-- Start --
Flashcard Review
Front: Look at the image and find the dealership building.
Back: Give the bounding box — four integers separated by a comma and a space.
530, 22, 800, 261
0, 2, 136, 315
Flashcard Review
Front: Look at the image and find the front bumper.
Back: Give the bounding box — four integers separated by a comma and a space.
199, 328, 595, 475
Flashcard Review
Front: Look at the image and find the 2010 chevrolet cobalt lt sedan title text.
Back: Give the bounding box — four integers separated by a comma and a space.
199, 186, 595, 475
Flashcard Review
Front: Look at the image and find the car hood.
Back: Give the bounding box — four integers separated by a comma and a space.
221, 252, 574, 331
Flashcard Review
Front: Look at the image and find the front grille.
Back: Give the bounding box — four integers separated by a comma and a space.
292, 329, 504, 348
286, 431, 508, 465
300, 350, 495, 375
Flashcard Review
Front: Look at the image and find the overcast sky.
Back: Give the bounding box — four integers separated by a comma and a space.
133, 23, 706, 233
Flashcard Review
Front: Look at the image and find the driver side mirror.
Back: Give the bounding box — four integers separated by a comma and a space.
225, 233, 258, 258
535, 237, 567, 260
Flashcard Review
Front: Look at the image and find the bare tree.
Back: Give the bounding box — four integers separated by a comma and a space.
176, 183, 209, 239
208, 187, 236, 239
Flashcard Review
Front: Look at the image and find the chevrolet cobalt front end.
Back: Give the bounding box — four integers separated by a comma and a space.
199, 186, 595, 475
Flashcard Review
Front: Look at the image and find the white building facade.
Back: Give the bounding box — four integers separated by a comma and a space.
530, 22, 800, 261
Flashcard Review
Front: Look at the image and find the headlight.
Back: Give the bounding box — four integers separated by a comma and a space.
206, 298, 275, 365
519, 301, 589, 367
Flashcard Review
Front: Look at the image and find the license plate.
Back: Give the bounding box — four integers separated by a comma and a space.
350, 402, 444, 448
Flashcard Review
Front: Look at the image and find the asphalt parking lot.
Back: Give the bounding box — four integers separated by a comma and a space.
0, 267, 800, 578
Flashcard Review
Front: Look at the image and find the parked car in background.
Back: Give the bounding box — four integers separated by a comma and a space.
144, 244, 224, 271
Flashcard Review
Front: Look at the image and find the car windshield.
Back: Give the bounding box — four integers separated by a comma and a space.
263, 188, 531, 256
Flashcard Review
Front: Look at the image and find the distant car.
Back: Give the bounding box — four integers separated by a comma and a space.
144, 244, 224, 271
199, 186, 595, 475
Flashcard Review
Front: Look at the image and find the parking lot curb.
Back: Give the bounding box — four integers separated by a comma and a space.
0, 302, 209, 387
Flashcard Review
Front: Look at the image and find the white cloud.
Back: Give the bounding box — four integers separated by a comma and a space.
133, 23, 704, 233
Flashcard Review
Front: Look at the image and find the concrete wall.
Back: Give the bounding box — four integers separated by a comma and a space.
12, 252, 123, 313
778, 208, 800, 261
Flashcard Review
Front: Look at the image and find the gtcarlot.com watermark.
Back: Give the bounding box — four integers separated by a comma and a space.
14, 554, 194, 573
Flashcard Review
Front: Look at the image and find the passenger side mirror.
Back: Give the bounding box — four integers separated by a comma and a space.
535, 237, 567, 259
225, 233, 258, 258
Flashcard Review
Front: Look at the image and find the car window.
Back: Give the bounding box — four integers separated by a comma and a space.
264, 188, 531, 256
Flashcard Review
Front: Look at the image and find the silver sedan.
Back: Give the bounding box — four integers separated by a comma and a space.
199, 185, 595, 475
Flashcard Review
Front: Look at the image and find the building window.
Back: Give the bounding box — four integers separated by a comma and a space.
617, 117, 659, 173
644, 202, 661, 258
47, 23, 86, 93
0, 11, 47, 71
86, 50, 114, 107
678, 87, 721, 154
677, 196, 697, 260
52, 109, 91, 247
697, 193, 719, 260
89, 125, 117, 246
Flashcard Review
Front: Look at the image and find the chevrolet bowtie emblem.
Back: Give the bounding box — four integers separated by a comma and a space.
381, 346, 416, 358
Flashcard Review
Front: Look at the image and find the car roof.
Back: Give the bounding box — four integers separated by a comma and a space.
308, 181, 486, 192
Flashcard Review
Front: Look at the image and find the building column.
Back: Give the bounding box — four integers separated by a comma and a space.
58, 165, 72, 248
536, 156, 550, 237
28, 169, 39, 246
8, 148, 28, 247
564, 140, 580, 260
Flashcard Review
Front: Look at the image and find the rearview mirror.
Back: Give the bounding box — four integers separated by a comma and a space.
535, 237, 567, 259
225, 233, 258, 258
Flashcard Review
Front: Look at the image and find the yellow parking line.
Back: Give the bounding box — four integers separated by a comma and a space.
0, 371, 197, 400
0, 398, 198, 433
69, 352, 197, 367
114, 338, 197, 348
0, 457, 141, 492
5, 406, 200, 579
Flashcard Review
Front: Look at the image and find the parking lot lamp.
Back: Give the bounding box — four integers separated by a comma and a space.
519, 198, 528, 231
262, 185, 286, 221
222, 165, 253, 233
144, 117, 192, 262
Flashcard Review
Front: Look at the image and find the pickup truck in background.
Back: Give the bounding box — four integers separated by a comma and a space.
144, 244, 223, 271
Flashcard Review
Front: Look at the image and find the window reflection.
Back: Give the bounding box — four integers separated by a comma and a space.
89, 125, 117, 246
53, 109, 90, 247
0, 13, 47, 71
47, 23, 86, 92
-- End --
Exercise prompt
Please return each line of the records that contains the word "sedan", copied in full.

Solution to this task
Front: Look at the image and find the 2010 chevrolet cobalt lt sedan title text.
Front: Look at the image and find the silver sedan.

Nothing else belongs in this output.